## WORK TO COMPLETE
Reproduce the passage on the biochemistry of love from "What if I were" up to and including "I would care!", and swap "drink" for "coffee".

## DOCUMENT SEGMENT
Apparently "obsession" is a form of madness. Research using brain scans has also shown that being "in love", suffering from obsessive compulsive disorder and being addicted to drugs activate the same areas of the brain.
Is it any wonder then that there are so many errors of judgement in marriage decisions and relationship breakdowns - because of the intensity of such in-lust feelings or when the reduction of such intensity is misinterpreted as having "fallen out of love"?
Maybe we should all take up the study of biochemistry. If we understood our bio-chemical reaction to others for what it was it would certainly spare us a lot of pain and heartache.
Professor Larry Young, of Emory University in Atlanta, suggests that if the secrets of love are unlocked, the path is then clear for finding ways of enhancing it. He suggests that: "Genetic tests for the suitability of potential partners will one day become available, the results of which could accompany, and even over-ride our gut instincts in selecting the prefect partner".
I don't think so somehow, despite the trauma and expense of divorce. Whilst I find trying to understand the pattern, the process of love and how it evolves fascinating, I suspect that we would find reducing it to that level of "science" all a bit too clinical. We would still prefer to live our love lives in this fog of "romantic mystery".
What if I were able to slip a "love potion" in her drink - and if I could - would she realise that's all it was, would she care?
But I think I would care!
SlightlyInsane
If you think at the lustful-love from an evolutionary perspective, it is the feeling the monogamous homo sapiens feel for the first few years (give or take) just to make it highly likely they'll copulate like mad and thus pass on their genes on to the next generation. People report their love can change when they have children, as now this love is aimed at the child in bringing up their 'genes', as they now no longer need the inter-sexual competitions for reproducing or the intra-sexual competition to win a 'mate'. People want to keep the lust, but unfortunately this mostly dies down after at the 7 year itch usually?
If you look at us at the most basic level we are a set of genes that are trying to keep on replicating themselves, but getting better by mating with specific partners who increase the genetic fitness of our offspring, the meaning of life is to reproduce, and out hormones and chemical imbalances are all geared towards that.
You could state that due to evolution we have not yet fully evolved for this urban lifestyle so we are constantly fighting our natural instincts, with pictures of perfect men and perfect women making us disatisfied with our selves and our partners. Recent studies have stated that where violent movies increase testosterone and agression in males, rom-coms often give women ideals about relationship that are far from the truth but they want to live them non-the-less.
Sorry for writing you an essay! I am also amazed by this chemical imbalance we call 'love' and 'lust'.

[Dataset entries]
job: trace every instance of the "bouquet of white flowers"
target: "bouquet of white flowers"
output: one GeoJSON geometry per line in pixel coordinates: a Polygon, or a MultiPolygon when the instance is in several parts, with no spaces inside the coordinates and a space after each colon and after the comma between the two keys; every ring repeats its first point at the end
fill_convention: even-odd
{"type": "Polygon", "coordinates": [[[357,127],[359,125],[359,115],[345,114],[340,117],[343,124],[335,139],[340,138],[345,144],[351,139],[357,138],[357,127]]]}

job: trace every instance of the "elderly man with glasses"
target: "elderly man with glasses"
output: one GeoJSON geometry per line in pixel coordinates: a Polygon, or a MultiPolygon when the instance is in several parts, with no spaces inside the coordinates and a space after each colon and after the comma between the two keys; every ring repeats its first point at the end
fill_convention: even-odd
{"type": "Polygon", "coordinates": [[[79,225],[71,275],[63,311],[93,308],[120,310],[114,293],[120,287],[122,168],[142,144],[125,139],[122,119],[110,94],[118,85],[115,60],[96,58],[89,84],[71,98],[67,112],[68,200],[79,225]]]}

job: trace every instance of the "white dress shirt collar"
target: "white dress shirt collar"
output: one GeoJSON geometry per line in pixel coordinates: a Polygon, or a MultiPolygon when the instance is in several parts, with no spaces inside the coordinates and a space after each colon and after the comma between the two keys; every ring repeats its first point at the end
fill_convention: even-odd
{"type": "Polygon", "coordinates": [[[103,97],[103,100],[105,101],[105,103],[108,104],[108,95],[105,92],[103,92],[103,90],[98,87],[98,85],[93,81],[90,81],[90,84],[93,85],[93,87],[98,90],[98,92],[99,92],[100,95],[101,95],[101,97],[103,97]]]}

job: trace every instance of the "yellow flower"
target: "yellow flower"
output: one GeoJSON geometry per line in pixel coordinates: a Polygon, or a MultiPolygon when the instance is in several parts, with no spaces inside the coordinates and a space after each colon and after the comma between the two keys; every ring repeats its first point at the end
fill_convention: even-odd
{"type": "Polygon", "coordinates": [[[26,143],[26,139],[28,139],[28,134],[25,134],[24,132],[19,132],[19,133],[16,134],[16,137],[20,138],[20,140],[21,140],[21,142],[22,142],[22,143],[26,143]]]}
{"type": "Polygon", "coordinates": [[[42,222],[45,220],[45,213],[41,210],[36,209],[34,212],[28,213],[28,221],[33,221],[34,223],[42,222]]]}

## RESPONSE BELOW
What if I were able to slip a "love potion" in her coffee - and if I could - would she realise that's all it was, would she care?
But I think I would care!